Instructions to follow: Extract every line in the records below that contains the string "green". Treat the match as case-sensitive.

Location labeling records
..............................

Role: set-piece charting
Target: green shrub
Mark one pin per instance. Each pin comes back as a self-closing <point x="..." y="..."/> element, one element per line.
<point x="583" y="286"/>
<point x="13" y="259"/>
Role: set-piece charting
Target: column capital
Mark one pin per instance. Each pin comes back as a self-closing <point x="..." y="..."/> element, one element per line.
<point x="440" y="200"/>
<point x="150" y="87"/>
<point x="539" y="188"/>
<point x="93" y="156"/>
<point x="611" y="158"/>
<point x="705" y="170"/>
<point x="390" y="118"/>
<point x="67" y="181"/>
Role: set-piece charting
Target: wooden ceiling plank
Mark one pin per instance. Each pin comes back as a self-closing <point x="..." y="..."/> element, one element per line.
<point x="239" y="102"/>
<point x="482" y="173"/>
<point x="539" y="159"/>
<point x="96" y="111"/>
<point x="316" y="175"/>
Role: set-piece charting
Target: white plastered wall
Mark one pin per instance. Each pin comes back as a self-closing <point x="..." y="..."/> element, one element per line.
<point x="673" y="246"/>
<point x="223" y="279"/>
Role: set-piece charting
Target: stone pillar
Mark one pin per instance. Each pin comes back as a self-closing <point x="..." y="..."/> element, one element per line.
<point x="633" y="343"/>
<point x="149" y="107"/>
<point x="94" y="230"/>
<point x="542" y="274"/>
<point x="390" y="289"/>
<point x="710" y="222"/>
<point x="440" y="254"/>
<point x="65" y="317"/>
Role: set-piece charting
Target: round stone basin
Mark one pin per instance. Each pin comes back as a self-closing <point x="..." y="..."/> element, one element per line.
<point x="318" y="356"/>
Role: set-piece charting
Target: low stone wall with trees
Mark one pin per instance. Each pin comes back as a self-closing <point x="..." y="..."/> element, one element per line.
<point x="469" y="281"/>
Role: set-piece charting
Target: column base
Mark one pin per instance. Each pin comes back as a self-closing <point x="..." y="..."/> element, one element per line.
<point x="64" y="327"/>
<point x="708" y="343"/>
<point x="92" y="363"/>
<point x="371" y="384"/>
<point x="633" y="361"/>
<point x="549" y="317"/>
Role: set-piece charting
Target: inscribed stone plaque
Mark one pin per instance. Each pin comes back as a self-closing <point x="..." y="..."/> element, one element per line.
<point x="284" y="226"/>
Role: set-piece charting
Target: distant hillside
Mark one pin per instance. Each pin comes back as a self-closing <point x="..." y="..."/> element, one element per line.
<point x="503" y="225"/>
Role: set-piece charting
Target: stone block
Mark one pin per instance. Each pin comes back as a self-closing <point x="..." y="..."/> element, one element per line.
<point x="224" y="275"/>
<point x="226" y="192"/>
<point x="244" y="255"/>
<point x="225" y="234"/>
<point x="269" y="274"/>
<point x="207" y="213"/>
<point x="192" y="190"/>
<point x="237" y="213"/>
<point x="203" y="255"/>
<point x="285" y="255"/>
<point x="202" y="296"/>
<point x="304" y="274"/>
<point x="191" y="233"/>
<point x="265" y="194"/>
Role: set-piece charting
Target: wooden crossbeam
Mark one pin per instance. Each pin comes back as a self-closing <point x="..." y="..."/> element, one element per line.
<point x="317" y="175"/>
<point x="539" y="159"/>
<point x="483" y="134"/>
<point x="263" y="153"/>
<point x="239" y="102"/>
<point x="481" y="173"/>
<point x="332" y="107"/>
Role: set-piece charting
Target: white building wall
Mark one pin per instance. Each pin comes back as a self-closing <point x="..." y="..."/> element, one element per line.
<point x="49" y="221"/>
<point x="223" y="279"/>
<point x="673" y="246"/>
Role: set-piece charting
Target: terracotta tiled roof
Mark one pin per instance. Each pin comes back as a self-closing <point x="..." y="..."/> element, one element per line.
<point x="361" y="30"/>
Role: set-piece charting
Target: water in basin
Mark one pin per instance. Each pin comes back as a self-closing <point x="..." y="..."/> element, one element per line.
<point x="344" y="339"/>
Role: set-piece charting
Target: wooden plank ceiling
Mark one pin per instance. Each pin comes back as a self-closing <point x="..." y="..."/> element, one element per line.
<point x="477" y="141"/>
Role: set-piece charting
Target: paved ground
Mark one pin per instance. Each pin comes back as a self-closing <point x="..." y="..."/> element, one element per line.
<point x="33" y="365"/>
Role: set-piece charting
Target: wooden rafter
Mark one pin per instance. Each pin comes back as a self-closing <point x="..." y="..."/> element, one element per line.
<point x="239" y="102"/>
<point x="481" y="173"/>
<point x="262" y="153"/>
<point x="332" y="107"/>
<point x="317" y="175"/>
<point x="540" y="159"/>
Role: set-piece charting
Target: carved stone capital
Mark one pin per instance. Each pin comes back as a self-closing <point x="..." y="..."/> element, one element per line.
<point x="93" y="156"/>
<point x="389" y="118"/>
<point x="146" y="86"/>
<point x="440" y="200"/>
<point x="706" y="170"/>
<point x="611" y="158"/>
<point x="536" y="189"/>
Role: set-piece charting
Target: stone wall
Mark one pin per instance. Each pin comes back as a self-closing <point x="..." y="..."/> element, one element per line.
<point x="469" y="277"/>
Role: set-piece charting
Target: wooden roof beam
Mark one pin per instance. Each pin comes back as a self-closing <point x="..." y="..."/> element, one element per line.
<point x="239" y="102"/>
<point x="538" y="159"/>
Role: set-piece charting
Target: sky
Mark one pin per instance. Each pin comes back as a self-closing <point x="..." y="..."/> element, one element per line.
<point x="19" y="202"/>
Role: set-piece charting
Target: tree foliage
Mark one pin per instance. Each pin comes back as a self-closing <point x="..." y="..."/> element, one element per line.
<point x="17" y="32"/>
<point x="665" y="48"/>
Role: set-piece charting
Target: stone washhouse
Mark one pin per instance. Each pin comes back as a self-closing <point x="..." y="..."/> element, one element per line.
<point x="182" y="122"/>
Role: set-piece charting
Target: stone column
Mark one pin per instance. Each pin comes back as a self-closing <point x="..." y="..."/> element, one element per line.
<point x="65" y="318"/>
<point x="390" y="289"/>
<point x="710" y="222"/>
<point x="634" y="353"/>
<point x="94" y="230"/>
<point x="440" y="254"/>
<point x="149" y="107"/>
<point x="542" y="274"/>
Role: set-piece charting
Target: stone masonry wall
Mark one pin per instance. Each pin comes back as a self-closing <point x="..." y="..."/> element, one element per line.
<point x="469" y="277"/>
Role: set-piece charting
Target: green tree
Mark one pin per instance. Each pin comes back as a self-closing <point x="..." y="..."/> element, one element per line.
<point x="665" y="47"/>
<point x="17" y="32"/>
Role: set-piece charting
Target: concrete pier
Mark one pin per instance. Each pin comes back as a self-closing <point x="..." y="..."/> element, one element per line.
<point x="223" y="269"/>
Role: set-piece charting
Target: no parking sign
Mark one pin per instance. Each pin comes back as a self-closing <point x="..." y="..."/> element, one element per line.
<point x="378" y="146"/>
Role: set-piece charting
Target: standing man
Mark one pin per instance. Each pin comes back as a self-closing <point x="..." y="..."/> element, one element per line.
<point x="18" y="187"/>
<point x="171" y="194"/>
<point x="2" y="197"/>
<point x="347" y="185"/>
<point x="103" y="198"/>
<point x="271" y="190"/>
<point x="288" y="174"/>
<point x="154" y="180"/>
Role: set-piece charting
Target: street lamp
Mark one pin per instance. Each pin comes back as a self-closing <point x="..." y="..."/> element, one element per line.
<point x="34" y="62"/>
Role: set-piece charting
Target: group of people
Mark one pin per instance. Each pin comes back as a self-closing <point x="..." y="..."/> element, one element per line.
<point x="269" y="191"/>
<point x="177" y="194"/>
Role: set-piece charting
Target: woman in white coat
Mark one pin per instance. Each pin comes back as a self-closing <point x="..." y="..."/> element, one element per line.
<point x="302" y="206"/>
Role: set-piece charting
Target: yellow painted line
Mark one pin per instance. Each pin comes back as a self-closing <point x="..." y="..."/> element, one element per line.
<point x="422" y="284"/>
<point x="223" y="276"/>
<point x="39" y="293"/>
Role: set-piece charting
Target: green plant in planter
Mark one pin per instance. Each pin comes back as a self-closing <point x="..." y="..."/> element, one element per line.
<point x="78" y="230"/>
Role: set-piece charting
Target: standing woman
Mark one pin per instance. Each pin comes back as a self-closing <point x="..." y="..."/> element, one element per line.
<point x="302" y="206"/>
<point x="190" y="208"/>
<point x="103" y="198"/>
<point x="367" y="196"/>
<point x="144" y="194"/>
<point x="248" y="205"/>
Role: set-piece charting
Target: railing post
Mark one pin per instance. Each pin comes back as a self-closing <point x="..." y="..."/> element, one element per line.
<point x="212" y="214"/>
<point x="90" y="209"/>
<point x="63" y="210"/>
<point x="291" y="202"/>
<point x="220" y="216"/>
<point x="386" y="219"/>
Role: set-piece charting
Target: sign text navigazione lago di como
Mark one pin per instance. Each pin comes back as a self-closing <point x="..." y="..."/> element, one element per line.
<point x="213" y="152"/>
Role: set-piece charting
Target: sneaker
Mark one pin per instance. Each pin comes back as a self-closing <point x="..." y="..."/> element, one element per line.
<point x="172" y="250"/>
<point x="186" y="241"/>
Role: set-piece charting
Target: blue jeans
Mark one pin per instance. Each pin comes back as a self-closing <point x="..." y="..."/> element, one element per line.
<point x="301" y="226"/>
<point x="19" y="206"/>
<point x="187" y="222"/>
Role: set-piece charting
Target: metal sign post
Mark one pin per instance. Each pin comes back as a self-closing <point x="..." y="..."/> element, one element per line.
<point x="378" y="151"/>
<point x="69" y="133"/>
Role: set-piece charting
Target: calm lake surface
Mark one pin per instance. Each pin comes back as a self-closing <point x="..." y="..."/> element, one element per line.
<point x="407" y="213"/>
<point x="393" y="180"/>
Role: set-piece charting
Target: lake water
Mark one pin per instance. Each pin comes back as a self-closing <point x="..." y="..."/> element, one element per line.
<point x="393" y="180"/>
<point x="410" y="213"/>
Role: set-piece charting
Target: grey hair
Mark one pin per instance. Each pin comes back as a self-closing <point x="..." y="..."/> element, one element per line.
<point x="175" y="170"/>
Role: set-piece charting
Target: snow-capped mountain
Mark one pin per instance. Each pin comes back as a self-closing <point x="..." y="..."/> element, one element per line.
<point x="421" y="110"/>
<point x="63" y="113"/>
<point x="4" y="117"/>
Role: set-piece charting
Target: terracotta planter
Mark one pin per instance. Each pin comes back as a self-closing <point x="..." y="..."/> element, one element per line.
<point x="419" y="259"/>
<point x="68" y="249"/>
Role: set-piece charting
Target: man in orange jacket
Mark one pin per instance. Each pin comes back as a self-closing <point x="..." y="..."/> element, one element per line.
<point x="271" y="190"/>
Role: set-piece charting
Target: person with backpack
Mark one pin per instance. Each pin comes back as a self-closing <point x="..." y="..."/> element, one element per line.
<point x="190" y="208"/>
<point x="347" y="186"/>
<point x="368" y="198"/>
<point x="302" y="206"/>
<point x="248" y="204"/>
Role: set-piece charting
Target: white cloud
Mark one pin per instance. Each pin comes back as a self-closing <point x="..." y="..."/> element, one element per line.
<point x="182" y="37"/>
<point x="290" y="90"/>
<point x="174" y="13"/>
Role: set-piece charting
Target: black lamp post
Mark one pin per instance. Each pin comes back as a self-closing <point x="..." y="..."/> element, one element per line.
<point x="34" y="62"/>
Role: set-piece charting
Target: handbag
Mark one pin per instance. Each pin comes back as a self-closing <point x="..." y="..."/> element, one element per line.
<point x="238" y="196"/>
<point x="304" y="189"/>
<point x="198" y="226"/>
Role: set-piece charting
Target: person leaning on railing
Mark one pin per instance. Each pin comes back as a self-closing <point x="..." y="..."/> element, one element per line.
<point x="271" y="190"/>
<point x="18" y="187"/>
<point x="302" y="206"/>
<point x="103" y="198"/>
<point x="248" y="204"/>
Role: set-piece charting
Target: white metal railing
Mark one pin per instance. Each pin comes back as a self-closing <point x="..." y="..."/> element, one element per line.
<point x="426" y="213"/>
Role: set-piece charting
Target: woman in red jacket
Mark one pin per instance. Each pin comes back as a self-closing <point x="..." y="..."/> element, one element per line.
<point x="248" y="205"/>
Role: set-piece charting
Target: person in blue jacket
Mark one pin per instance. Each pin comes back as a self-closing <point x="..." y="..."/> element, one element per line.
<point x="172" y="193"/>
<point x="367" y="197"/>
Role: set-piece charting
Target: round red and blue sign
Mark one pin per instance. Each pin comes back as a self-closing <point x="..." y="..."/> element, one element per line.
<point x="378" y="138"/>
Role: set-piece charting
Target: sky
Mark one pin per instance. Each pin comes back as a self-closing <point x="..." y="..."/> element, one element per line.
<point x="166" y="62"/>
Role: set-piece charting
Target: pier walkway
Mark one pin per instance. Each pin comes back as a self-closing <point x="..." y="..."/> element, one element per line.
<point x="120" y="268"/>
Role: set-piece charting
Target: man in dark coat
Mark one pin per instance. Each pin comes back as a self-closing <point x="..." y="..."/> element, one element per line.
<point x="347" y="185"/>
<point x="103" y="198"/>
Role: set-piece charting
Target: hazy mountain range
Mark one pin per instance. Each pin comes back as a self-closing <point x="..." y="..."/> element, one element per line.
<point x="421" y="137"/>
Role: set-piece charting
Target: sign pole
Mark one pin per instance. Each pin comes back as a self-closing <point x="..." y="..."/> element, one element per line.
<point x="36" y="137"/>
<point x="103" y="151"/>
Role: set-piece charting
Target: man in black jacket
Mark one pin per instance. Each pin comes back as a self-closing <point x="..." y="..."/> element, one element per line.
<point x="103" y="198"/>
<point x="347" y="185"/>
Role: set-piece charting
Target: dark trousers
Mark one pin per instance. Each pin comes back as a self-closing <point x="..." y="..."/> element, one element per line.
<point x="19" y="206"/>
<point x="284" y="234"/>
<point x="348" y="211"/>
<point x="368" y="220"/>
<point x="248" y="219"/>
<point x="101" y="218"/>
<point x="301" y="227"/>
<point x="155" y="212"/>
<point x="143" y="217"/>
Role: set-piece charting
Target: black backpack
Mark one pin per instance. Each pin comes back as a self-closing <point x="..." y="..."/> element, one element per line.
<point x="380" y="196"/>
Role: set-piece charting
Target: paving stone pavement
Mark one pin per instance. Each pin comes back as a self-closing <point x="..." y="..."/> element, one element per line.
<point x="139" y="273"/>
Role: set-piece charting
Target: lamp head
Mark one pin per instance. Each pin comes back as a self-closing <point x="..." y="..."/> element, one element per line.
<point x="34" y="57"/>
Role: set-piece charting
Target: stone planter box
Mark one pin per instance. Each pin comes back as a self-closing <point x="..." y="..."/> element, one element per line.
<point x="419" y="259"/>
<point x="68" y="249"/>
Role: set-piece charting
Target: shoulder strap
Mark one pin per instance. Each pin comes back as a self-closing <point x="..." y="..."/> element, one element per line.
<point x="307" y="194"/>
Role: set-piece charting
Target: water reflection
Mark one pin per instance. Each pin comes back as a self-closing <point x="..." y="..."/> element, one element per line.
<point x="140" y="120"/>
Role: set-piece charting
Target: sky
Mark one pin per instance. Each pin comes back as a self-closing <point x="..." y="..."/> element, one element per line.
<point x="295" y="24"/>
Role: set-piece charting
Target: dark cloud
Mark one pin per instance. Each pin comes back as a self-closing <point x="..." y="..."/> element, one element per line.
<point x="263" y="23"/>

..............................

Solution for this task:
Target: green shrub
Target: green tree
Target: green plant in planter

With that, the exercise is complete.